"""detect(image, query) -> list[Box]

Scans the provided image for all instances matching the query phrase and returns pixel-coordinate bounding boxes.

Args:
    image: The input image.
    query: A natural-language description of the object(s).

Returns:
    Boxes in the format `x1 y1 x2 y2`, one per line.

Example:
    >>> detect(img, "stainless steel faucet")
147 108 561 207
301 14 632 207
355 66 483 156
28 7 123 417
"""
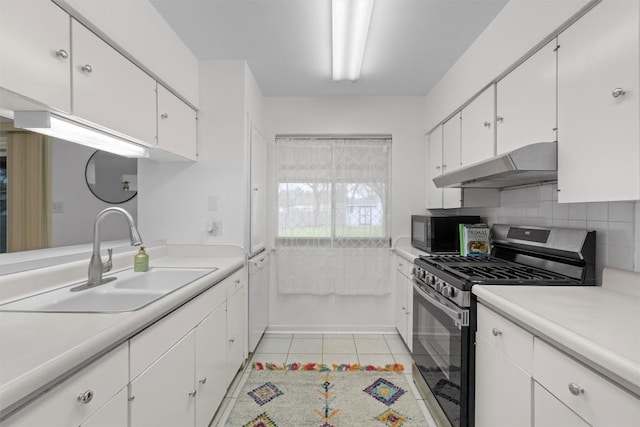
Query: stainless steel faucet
86 207 142 287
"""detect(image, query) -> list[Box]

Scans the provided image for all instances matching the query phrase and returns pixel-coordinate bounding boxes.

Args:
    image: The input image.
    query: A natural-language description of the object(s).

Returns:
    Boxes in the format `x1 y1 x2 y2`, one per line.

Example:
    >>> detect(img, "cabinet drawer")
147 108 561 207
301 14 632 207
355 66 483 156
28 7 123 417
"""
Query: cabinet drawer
477 304 533 372
396 255 413 278
130 276 228 380
533 338 640 427
2 344 129 427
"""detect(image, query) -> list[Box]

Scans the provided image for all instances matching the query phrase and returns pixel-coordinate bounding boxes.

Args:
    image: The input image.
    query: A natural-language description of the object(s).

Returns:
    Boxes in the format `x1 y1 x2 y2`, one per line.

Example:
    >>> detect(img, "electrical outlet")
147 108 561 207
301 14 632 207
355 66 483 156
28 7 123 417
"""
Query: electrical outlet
207 221 222 236
211 221 222 236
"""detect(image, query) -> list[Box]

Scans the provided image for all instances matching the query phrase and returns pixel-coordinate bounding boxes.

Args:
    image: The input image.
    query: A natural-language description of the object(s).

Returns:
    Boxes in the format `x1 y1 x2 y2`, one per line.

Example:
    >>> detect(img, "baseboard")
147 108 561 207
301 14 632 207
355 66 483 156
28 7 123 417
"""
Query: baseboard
266 325 397 334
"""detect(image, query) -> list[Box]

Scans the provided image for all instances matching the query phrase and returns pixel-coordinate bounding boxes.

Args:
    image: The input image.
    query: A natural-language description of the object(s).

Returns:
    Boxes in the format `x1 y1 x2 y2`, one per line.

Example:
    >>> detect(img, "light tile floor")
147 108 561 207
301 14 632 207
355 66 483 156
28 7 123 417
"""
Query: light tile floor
211 334 436 427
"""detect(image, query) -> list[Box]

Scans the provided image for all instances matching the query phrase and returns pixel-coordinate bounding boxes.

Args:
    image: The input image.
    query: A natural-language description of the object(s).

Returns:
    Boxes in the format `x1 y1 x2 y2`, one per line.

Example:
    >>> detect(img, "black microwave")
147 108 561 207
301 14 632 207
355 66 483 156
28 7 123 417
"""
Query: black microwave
411 215 482 253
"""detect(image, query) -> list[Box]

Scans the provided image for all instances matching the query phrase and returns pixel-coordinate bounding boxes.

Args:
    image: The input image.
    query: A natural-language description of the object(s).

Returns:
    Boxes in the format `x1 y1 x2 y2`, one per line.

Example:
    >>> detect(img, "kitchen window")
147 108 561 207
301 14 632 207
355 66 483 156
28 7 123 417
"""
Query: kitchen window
276 136 392 295
276 137 391 247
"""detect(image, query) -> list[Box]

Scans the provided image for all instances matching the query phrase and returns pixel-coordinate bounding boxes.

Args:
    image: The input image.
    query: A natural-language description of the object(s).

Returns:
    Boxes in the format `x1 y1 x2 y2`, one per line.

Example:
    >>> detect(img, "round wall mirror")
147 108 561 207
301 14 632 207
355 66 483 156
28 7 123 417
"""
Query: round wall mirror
84 150 138 204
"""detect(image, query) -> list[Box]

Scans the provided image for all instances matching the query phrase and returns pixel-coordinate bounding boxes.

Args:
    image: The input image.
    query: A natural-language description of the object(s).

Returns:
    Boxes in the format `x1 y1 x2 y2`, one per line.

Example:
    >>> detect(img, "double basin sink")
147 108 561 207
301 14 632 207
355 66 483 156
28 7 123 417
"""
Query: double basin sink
0 267 217 313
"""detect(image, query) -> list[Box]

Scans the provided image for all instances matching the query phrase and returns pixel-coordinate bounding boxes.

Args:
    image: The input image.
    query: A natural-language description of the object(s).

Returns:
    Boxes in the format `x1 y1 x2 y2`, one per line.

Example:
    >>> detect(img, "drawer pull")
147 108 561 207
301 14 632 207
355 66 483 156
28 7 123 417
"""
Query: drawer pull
78 390 93 405
569 383 584 396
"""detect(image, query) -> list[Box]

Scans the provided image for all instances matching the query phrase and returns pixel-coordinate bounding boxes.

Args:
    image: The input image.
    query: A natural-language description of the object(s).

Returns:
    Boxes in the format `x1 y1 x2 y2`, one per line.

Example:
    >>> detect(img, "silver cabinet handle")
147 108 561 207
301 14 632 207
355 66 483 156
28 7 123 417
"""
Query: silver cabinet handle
78 390 93 405
569 383 584 396
611 87 627 98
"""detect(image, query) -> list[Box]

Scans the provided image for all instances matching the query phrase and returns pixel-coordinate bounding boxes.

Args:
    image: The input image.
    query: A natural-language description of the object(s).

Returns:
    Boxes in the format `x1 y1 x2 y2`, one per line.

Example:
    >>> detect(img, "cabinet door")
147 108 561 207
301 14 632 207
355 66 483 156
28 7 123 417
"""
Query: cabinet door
130 331 196 427
157 85 197 160
80 387 129 427
442 113 462 209
460 86 495 166
558 0 640 202
0 0 71 113
1 344 129 427
475 337 532 427
496 39 556 154
427 126 442 209
195 304 227 427
226 286 248 384
533 382 590 427
395 270 408 343
71 20 156 145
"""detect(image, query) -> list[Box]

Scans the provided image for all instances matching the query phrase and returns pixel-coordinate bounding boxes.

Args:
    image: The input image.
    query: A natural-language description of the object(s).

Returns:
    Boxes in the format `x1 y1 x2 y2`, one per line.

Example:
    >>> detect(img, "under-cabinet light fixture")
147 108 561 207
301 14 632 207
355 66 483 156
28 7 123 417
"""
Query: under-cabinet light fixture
13 111 149 157
331 0 373 81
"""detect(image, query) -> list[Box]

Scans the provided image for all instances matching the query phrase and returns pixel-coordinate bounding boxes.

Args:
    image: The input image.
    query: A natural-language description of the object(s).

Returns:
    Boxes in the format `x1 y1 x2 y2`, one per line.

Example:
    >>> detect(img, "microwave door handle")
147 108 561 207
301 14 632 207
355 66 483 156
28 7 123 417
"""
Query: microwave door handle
413 283 469 329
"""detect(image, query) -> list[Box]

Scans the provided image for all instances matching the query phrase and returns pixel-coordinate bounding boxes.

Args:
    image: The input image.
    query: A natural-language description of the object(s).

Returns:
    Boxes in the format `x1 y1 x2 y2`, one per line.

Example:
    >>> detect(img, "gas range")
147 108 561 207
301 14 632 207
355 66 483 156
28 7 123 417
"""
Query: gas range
411 224 596 427
413 224 595 307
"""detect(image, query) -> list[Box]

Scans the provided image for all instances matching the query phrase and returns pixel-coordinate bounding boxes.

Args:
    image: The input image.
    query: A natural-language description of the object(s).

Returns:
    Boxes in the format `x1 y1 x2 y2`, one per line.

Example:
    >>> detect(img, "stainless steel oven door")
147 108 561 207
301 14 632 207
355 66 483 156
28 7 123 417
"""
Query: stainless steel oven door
413 280 471 427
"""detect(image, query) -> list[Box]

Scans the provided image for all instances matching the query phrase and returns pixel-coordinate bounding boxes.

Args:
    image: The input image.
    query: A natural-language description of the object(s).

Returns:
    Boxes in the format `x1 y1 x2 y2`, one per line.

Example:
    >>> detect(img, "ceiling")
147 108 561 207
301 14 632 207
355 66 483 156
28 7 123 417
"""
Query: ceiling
150 0 508 96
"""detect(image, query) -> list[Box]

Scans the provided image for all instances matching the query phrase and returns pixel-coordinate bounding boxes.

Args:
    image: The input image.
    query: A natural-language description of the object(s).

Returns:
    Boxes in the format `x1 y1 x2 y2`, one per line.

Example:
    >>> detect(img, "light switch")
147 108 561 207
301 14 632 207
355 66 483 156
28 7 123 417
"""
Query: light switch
209 196 218 212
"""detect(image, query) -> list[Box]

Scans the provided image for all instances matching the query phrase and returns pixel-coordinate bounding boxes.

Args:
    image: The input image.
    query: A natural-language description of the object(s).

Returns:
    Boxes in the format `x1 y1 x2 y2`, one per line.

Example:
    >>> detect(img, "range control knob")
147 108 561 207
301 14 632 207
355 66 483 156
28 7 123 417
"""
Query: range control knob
442 286 456 298
435 280 444 293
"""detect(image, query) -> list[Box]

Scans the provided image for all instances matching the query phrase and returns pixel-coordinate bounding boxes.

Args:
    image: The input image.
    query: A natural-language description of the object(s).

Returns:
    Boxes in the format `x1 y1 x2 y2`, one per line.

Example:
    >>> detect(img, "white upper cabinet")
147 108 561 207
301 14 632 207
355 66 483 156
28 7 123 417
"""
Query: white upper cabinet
0 0 71 113
442 113 462 209
460 85 496 166
496 39 556 154
558 0 640 203
157 84 198 160
71 20 156 145
427 126 442 209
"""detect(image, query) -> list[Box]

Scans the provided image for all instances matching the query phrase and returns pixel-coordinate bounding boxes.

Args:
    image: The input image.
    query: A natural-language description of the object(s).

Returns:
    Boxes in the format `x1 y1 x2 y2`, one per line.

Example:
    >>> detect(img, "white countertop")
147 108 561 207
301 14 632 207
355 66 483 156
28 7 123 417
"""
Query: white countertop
472 274 640 394
393 245 429 262
0 247 245 418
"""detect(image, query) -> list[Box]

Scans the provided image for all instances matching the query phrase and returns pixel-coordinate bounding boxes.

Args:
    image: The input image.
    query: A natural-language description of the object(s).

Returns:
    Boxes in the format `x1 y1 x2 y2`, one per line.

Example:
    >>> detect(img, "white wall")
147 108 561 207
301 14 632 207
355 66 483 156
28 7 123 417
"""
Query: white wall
51 139 138 247
138 61 262 247
55 0 199 106
426 0 589 130
265 97 426 331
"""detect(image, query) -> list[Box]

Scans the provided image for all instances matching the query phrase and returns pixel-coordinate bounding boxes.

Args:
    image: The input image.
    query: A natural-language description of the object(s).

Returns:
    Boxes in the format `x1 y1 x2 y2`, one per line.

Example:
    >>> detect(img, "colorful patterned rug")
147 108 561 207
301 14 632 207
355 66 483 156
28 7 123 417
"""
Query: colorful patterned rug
224 363 428 427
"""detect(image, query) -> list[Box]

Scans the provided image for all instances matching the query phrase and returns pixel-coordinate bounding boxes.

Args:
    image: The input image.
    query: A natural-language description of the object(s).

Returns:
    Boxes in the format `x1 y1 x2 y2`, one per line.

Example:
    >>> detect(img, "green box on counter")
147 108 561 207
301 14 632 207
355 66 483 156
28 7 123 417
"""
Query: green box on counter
460 224 491 256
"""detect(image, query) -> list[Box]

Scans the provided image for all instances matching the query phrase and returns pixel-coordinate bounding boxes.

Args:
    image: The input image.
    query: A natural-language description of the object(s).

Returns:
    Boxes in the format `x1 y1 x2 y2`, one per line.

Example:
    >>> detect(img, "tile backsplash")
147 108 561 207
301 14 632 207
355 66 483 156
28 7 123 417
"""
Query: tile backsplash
458 184 640 283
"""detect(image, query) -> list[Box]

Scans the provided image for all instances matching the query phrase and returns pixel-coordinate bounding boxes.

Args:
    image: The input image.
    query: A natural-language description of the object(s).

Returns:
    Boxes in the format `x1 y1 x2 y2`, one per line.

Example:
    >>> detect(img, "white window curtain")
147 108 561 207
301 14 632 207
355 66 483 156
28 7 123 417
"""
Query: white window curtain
276 137 392 295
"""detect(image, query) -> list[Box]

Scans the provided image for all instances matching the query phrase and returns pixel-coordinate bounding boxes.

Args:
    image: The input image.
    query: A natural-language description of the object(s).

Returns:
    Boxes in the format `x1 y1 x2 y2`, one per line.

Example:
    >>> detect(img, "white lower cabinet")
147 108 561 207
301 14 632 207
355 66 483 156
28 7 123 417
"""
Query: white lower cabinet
2 343 129 427
80 388 129 427
195 305 230 427
533 382 589 427
130 331 196 427
225 287 248 384
0 269 248 427
475 304 533 427
475 338 531 427
395 255 413 350
475 304 640 427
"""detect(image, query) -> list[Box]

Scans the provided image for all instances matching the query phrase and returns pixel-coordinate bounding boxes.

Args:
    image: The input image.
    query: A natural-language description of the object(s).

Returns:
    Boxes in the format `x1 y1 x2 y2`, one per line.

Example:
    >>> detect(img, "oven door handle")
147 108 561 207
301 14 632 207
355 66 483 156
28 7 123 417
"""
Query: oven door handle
413 281 469 329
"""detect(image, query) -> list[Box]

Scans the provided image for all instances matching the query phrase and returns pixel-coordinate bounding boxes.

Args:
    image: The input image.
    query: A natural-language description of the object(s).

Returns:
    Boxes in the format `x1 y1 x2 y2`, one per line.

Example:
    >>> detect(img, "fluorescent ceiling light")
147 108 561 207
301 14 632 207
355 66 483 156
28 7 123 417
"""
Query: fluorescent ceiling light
331 0 373 81
13 111 149 157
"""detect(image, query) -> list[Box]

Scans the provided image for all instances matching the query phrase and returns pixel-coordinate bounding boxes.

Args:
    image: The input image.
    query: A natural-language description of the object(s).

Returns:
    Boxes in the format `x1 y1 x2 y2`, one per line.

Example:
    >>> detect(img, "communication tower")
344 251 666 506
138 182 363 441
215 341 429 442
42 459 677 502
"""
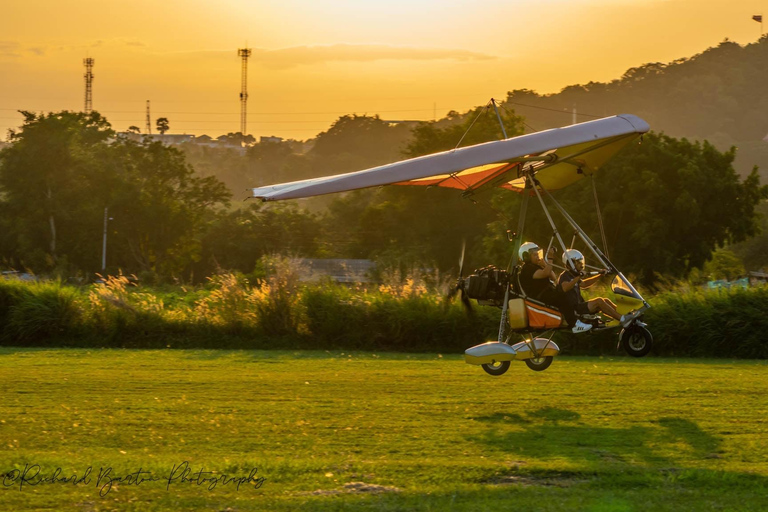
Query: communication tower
237 48 251 137
83 57 93 114
146 100 152 135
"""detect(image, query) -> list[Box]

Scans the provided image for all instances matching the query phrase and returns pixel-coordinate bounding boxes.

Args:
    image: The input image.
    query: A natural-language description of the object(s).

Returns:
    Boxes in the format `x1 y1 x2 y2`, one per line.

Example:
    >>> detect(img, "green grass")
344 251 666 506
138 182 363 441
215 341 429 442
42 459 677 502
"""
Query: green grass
0 348 768 512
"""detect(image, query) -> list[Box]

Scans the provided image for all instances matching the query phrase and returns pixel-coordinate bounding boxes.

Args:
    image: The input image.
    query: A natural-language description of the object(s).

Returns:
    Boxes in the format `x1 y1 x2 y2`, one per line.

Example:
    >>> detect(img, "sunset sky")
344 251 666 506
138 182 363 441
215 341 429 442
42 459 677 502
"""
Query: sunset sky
0 0 768 140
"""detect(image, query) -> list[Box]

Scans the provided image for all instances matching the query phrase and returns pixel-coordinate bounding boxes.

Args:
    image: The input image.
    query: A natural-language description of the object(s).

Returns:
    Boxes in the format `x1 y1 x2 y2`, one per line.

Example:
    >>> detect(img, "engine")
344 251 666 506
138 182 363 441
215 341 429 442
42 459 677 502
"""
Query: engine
464 265 510 306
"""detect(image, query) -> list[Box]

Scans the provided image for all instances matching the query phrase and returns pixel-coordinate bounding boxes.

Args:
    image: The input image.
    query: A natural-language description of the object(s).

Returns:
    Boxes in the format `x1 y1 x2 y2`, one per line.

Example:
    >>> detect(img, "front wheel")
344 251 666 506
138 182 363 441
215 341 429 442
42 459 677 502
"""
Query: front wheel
525 356 554 372
619 325 653 357
481 361 509 377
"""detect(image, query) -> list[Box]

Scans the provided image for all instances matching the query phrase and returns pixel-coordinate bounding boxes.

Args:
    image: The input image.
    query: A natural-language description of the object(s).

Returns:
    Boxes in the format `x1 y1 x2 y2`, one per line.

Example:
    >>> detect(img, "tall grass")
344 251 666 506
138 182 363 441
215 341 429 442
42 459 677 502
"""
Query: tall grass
0 270 768 359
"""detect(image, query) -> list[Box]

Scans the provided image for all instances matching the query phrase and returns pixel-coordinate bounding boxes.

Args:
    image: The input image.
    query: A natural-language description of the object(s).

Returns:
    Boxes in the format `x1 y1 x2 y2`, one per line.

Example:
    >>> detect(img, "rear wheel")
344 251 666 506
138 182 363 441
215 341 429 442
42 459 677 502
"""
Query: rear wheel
525 356 554 372
482 361 509 377
620 325 653 357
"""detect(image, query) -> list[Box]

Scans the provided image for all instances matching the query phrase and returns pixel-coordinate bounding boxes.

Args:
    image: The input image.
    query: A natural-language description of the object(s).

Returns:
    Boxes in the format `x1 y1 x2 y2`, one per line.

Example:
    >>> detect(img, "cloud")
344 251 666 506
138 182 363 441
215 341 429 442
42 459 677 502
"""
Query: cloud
0 41 45 59
179 44 497 69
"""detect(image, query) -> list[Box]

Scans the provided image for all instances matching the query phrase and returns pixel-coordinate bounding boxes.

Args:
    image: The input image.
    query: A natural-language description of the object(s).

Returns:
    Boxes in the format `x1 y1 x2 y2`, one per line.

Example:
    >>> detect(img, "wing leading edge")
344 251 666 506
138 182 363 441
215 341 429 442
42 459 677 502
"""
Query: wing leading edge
253 114 650 201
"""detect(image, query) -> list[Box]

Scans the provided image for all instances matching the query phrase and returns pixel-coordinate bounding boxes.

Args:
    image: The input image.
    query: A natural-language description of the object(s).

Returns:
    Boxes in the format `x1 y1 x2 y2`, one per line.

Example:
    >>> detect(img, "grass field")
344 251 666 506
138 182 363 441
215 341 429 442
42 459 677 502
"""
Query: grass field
0 348 768 512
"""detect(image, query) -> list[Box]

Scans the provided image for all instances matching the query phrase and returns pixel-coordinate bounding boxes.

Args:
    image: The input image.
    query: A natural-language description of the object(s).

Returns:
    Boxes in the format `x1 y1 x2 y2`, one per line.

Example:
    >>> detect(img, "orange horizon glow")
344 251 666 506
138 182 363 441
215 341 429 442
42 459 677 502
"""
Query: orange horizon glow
0 0 763 140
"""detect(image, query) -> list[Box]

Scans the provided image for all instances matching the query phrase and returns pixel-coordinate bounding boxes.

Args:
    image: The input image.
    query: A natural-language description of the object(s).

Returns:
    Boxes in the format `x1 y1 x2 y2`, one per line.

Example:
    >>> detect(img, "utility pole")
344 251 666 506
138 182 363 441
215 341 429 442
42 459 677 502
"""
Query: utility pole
101 207 112 276
83 57 93 114
237 48 251 139
146 100 152 135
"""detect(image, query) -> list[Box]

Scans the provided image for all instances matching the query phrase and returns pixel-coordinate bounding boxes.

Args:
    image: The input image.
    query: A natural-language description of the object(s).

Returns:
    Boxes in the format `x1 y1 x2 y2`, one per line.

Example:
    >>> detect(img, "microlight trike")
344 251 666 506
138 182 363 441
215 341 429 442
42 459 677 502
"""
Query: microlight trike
253 107 653 375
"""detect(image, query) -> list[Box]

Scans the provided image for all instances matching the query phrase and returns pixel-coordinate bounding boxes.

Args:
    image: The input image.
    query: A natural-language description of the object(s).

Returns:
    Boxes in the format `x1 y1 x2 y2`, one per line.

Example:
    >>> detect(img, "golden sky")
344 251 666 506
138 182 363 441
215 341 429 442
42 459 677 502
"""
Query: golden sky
0 0 768 140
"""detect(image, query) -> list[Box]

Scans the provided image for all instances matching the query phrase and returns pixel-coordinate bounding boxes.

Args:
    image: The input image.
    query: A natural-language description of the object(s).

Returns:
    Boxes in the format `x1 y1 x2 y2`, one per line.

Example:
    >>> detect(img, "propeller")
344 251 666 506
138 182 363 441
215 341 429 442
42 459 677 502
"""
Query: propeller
445 240 474 315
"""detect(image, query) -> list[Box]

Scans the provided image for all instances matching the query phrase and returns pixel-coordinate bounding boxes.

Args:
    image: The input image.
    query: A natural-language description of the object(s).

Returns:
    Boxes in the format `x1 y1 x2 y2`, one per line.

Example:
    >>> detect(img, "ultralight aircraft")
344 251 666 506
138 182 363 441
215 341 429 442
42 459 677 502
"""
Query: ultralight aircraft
253 104 653 375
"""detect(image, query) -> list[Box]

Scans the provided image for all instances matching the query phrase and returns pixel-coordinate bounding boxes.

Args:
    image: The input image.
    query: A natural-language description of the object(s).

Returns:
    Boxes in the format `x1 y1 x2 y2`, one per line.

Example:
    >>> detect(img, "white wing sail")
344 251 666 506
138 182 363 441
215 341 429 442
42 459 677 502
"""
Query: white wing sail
253 114 650 201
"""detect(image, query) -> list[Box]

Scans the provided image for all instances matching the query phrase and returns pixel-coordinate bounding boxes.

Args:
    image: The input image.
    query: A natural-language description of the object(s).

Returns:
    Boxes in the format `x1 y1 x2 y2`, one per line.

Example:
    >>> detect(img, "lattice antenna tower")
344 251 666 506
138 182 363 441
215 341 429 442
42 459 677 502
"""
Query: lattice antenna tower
237 48 251 137
83 57 93 114
147 100 152 135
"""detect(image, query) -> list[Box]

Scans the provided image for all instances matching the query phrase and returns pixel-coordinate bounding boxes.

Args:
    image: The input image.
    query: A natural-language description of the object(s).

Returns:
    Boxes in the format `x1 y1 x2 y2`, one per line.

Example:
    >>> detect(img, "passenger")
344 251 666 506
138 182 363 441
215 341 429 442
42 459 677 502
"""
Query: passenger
519 242 592 333
558 249 637 327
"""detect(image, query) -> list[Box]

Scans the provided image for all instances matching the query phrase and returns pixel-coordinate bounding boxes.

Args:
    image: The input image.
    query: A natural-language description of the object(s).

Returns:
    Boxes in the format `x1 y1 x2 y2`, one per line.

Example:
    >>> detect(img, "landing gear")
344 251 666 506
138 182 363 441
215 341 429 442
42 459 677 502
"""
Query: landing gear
619 324 653 357
482 357 512 377
525 356 554 372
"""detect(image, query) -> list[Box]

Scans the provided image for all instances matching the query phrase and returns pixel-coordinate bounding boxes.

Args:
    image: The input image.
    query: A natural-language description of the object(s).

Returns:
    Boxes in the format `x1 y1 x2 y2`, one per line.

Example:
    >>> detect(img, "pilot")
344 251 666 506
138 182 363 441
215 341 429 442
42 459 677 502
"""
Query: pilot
519 242 592 333
558 249 637 332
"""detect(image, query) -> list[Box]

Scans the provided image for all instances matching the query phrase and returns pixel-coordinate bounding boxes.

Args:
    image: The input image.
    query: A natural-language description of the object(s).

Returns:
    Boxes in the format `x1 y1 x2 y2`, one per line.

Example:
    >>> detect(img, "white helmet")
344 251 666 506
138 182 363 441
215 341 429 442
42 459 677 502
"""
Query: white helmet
563 249 586 271
517 242 540 262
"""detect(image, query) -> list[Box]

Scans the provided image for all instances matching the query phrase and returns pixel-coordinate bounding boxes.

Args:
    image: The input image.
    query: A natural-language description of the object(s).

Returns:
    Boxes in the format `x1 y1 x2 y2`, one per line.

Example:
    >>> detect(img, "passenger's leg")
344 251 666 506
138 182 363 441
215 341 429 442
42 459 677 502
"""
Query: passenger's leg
543 290 576 327
587 297 621 320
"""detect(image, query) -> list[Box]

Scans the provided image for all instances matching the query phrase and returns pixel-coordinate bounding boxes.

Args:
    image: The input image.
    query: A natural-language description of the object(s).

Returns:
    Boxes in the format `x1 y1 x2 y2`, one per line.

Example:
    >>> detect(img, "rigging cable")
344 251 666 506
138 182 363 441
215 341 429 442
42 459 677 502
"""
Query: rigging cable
589 173 610 259
453 102 490 151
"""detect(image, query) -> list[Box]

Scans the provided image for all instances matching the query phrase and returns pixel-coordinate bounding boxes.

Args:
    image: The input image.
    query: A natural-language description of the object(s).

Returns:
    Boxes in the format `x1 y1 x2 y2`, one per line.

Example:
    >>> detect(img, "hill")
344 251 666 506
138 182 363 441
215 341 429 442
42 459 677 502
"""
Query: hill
505 36 768 183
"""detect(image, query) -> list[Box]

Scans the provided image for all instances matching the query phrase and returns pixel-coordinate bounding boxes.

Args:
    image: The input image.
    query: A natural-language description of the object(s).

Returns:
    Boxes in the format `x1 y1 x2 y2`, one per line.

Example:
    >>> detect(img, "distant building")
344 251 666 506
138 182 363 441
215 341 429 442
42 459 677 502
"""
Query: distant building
118 132 195 146
293 258 376 284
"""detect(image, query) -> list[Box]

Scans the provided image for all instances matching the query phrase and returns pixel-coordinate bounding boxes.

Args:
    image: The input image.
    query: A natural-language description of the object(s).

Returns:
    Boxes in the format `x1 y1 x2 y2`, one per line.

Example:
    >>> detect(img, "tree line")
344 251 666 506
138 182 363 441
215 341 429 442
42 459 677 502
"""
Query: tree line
0 107 766 284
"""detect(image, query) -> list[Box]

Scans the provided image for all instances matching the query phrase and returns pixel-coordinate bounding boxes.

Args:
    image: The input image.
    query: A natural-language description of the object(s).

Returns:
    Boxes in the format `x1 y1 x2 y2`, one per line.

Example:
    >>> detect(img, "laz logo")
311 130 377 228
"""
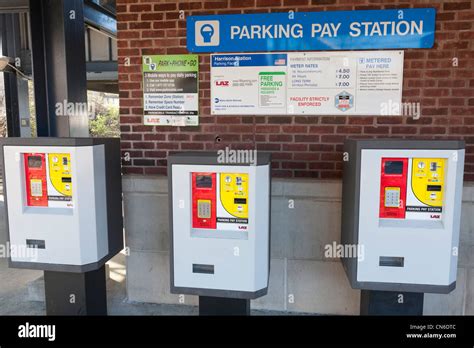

==*==

→ STATED TASK: Locate each line of the listing above that contains the string "door", treating uppercase and lowercase as different, and copy those lines out.

→ WRITTEN SOLUTION:
    >>> detect(img, "cabinet door")
Query: cabinet door
    >>> detect(img, "microwave door handle")
Query: microwave door handle
    >>> detect(img, "stainless steel oven door")
Query: stainless steel oven door
    >>> detect(img, "oven door handle")
Query: oven door handle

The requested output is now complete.